**** INFORMATION SHOWN

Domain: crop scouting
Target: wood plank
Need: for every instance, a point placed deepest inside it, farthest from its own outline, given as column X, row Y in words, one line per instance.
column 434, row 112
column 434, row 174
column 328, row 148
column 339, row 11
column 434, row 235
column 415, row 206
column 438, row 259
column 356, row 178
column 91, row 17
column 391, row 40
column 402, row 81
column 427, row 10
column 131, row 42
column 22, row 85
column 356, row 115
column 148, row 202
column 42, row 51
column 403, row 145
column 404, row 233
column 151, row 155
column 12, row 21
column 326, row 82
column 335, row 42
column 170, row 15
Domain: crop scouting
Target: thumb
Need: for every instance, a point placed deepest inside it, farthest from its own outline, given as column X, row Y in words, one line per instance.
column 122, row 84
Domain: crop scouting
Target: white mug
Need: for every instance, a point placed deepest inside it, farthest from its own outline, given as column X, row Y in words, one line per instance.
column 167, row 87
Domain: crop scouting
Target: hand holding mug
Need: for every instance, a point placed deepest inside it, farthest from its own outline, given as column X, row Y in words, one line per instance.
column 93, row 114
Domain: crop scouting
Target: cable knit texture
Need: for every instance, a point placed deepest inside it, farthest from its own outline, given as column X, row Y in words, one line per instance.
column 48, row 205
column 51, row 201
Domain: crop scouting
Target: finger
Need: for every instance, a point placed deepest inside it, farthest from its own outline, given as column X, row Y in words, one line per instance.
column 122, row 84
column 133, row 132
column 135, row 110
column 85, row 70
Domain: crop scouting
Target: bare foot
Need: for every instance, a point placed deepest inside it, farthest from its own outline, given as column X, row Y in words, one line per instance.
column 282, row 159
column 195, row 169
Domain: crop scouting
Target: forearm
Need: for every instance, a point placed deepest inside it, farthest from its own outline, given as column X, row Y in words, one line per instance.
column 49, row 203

********

YOUR TASK: Please give back all of the records exactly as written.

EXERCISE SOLUTION:
Domain: crop scouting
Target: wood plank
Need: for every instance, a point placed deepest inside it, farthest from its own outline, given as column X, row Y in words, one line per instance.
column 434, row 112
column 434, row 174
column 328, row 148
column 339, row 11
column 434, row 235
column 415, row 206
column 438, row 259
column 356, row 178
column 91, row 17
column 391, row 40
column 402, row 81
column 427, row 10
column 131, row 42
column 22, row 85
column 356, row 115
column 148, row 202
column 42, row 51
column 403, row 145
column 404, row 233
column 151, row 155
column 12, row 21
column 326, row 82
column 335, row 42
column 170, row 15
Domain: crop scouting
Target: thumb
Need: for every instance, a point placed deepest inside it, farthest from its own outline, given as column X, row Y in words, one line per instance.
column 122, row 84
Domain: crop scouting
Target: white mug
Need: for every instance, a point placed deepest inside it, farthest from its own outline, given as column X, row Y in words, one line per instance.
column 167, row 87
Domain: crop scouting
Target: hand holding mug
Need: for every instance, a point placed deepest inside it, farthest from its own outline, given as column X, row Y in words, one line per instance.
column 93, row 114
Domain: crop scouting
Target: cable knit texture
Need: for every instance, a point placed deepest inside it, farthest from its own outline, given as column X, row Y in words, one line per instance.
column 48, row 205
column 51, row 201
Domain: crop scouting
Target: finger
Need: for every instance, a point placed deepest inside it, farthest from its own outline, given as column X, row Y in words, one line per instance.
column 122, row 84
column 133, row 132
column 135, row 110
column 85, row 70
Domain: crop scouting
Target: bare foot
Need: for every instance, a point placed deepest inside it, farthest from its own outline, given as column X, row Y in words, one line per instance.
column 282, row 159
column 195, row 169
Domain: crop scouting
Target: forearm
Need: for every instance, a point placed deepest inside it, farthest from its own outline, given as column X, row Y in words, one line per instance.
column 49, row 203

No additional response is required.